■ Goals ■
A. In the open letter on politicians' pay below, transcribe the passage starting at "I thought I" and ending at "hear you say.".
B. Render this sentence from the open letter on politicians' pay into French: "You see, when I was first elected at the end of 1990, only token payment was available for politicians."

■ Source ■
§ §

An Open Letter to Senator Ozouf.

I thought I would share with you what is, essentially, a parochial matter concerning Jersey domestic politics.

Should some of your elected representatives be more equal than others?

I don’t think so.

But the Jersey oligarchy wants to attack the concept of equal pay for elected members.

You see, when I was first elected at the end of 1990, only token payment was available for politicians.

“And what’s wrong with that?” I hear you say.

What’s wrong with that is the result was a legislature which was simply a rich man’s club; plebs need not apply.

Indeed – some great Jersey politicians, like the late Norman Le Brocq, had to, essentially, gather alms from his constituents so that he could work on their behalf – whilst supporting his family.

Read my open letter – re-produced below – to Senator Ozouf.

Whilst – understandably in many ways – one’s first instinct is to want to kick politicians – before doing so, just think – ‘what are the motivations of those who would return politics back to the age of the landed gentry?’

One thing we can be certain of – it is most unlikely to coincide with the interests of the average member of the public.


From: Stuart Syvret
Sent: 10 February 2009 23:20
To: Philip Ozouf
Cc: All States Members (including ex officio members)
Subject: Politicians Pay: An Open Letter to Senator Philip Ozouf

Senator Ozouf

I read with interest your comments as reported on page 5 of tonight’s Jersey Evening Post, concerning States members’ pay.

§ §

■ Dataset entries ■
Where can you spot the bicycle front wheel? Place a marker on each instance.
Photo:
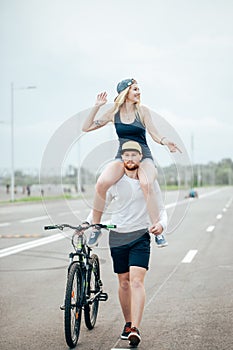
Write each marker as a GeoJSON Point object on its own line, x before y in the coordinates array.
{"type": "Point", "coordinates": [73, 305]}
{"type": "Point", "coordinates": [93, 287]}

§ §

■ Exercise answers ■
A.
I thought I would share with you what is, essentially, a parochial matter concerning Jersey domestic politics.

Should some of your elected representatives be more equal than others?

I don’t think so.

But the Jersey oligarchy wants to attack the concept of equal pay for elected members.

You see, when I was first elected at the end of 1990, only token payment was available for politicians.

“And what’s wrong with that?” I hear you say.

B. Voyez-vous, lorsque j'ai été élu pour la première fois à la fin de 1990, seule une rémunération symbolique était prévue pour les hommes politiques.